'''
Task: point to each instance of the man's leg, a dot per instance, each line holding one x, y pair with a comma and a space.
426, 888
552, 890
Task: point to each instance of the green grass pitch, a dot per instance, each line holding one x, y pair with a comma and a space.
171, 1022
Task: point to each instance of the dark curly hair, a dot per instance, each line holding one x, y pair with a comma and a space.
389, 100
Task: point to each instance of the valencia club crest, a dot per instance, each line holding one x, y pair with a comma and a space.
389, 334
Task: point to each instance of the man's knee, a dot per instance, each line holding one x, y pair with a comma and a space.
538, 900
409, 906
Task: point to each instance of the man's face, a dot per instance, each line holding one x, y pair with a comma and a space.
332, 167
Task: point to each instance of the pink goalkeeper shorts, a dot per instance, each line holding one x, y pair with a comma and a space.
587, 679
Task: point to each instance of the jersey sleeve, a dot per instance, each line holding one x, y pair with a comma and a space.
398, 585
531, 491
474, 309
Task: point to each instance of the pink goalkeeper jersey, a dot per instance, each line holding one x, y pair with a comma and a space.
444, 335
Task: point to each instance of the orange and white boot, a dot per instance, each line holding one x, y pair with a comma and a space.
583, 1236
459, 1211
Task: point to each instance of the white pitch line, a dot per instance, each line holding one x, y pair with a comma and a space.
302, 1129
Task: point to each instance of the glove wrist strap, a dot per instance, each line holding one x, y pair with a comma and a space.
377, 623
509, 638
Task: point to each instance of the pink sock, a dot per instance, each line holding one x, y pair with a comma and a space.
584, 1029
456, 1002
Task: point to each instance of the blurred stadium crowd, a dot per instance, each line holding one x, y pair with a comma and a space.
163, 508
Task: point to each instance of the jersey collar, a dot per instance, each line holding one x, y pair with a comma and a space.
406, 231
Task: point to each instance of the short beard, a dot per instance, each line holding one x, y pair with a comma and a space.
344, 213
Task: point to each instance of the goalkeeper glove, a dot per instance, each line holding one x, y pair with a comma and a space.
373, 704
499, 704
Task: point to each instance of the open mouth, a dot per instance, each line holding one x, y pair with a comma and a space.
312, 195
'''
'''
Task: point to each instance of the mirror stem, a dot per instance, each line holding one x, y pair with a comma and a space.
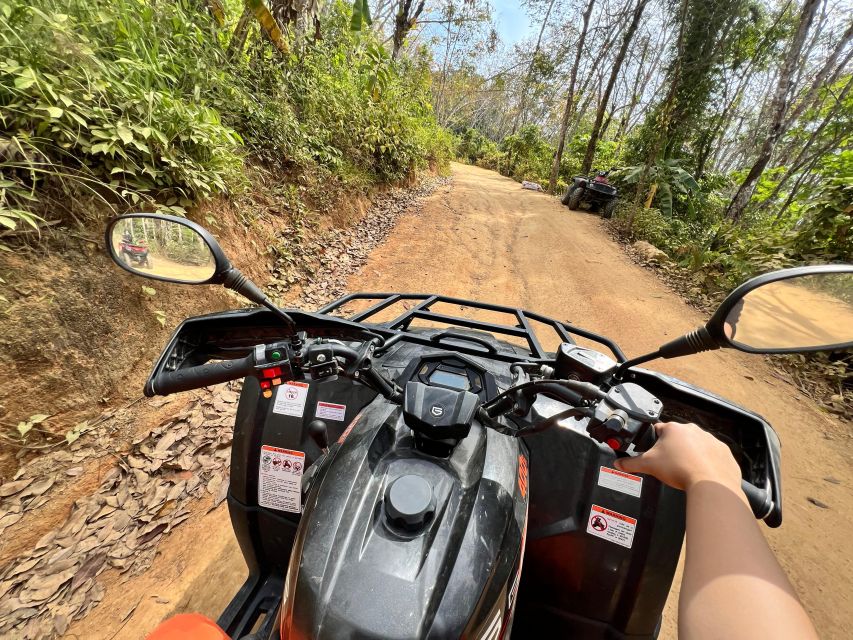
'''
'''
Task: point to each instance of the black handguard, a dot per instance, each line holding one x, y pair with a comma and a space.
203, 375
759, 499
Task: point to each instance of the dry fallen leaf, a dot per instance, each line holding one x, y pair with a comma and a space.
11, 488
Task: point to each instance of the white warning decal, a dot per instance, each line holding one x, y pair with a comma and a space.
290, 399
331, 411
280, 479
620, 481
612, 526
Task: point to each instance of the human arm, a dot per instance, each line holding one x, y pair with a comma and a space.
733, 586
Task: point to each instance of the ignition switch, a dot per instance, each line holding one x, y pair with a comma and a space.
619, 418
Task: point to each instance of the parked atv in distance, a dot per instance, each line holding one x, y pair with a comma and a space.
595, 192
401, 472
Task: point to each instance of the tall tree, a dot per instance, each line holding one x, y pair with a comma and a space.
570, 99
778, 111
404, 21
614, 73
'''
> What the exercise asks
Count the lines in the records above that contain the word "jersey". Reply with the number alone.

> Answer below
3